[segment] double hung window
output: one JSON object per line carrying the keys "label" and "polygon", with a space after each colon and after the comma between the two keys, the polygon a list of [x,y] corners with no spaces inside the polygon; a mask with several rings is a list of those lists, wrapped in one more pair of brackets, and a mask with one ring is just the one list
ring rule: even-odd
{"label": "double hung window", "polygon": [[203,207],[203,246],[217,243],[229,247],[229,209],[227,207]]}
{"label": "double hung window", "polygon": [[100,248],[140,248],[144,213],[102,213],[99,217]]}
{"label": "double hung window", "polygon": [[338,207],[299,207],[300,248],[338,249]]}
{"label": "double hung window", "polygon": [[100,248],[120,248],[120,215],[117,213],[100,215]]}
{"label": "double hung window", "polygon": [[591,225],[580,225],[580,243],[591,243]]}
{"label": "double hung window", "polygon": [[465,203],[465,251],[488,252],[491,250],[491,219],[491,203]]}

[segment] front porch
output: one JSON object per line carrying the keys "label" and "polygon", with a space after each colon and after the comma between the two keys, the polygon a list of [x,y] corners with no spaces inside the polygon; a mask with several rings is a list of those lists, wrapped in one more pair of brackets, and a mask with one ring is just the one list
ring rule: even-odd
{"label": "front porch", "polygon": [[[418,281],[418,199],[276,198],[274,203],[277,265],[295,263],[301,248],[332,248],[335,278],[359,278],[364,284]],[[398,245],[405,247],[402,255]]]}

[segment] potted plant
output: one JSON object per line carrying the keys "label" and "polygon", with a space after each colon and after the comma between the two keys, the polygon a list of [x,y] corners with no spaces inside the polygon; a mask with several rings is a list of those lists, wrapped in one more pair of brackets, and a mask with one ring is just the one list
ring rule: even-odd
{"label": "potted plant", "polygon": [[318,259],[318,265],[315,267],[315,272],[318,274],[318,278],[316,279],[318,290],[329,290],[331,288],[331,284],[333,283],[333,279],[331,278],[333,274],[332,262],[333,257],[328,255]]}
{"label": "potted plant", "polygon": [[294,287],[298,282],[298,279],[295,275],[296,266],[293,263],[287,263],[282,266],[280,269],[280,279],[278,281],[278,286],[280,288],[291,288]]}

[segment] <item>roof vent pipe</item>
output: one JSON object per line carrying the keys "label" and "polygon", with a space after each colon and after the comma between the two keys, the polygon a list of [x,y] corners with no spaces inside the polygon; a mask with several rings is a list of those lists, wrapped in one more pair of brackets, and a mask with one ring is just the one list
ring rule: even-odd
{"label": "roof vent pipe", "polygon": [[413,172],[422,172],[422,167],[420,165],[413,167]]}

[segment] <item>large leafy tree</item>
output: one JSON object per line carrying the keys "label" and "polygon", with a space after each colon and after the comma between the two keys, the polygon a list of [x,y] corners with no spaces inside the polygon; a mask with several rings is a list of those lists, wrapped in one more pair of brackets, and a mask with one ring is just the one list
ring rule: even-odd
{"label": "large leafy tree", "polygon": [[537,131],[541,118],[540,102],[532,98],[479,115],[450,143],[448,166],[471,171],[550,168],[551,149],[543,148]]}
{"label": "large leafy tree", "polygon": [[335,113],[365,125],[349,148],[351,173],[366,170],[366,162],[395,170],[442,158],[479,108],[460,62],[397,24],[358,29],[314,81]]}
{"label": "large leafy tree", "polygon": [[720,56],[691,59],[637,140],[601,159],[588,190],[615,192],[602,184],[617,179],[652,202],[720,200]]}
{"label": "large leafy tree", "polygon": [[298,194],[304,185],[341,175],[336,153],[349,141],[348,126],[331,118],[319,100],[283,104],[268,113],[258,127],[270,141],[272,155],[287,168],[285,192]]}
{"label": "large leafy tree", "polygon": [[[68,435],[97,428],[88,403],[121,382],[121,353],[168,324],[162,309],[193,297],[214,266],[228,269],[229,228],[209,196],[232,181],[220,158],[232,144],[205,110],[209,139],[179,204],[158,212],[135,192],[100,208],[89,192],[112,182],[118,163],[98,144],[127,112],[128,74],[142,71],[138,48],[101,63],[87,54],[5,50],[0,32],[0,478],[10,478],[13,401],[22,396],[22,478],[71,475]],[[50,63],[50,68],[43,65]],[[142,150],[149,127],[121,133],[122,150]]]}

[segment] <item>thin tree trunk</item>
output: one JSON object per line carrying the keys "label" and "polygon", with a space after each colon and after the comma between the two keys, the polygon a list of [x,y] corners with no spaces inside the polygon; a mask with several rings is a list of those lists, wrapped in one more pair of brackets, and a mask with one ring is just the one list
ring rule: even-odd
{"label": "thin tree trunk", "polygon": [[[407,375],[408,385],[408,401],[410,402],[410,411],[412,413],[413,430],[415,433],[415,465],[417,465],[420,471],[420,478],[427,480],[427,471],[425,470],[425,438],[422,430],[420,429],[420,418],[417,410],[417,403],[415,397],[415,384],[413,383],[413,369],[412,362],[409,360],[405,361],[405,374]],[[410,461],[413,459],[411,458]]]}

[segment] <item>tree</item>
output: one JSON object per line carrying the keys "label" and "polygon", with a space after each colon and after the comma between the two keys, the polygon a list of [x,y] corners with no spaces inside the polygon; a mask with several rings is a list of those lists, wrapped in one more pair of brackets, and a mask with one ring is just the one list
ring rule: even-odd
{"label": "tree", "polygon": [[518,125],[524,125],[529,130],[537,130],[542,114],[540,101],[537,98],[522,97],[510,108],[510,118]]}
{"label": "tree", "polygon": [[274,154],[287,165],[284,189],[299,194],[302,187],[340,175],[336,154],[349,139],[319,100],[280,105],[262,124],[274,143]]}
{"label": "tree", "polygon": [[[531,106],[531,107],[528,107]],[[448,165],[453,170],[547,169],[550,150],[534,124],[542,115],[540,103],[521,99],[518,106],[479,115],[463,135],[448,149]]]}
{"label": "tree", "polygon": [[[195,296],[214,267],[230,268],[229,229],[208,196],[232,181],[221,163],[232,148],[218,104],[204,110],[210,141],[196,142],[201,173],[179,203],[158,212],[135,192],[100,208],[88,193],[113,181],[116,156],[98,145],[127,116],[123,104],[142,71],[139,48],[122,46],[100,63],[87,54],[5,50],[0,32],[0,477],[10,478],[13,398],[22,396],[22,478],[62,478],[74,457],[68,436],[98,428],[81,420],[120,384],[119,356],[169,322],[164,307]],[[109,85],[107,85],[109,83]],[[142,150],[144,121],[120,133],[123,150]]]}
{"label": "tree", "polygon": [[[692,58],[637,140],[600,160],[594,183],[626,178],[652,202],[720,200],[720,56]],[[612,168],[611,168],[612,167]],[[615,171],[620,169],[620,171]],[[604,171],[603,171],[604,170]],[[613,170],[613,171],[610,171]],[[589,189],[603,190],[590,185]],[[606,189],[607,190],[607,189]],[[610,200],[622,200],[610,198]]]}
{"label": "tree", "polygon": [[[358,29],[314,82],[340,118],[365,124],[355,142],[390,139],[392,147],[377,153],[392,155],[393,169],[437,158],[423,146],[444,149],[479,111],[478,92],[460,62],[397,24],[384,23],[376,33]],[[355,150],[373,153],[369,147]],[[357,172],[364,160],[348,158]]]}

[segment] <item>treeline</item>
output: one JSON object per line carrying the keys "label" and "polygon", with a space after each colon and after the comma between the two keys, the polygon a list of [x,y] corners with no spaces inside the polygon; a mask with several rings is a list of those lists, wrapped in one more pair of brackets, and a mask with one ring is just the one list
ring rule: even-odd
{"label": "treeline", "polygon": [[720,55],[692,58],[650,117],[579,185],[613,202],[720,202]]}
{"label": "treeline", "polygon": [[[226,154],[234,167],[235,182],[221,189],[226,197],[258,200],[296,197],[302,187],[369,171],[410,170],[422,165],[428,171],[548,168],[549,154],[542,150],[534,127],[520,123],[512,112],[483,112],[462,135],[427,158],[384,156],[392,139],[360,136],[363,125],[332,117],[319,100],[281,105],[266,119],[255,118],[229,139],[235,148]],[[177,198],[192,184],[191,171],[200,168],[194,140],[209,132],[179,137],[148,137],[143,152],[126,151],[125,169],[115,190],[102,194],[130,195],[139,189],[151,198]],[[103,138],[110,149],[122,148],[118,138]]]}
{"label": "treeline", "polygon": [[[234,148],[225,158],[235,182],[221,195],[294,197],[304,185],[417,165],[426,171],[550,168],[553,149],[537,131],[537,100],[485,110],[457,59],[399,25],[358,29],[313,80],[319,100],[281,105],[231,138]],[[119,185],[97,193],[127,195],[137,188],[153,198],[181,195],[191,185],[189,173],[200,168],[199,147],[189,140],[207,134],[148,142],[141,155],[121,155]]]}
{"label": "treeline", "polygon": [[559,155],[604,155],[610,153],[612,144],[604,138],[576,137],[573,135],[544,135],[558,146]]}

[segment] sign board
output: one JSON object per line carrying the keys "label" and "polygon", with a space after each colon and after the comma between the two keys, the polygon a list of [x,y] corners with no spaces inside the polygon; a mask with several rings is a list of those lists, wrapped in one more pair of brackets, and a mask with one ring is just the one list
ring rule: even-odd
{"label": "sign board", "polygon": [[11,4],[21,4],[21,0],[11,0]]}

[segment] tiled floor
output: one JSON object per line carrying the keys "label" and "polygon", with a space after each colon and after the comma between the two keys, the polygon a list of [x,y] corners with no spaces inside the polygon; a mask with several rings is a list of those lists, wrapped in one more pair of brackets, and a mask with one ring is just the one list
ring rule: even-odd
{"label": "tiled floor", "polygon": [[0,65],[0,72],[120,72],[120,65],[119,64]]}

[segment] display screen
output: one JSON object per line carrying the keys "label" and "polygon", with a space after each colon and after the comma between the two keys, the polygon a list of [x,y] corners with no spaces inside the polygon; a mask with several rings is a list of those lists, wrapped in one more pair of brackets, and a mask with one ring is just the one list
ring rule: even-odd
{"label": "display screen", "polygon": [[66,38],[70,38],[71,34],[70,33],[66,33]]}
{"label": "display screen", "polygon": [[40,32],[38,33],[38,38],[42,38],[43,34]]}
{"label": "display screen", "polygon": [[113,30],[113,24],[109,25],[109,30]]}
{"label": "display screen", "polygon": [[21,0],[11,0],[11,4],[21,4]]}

# # #

* TASK INSTRUCTIONS *
Using the records above, filter out every line that lacks the string "item" and copy the rest.

* SOLUTION TO THIS TASK *
[segment] <item>roof vent pipe</item>
[segment] <item>large leafy tree</item>
[segment] <item>thin tree trunk</item>
[segment] <item>tree</item>
[segment] <item>treeline</item>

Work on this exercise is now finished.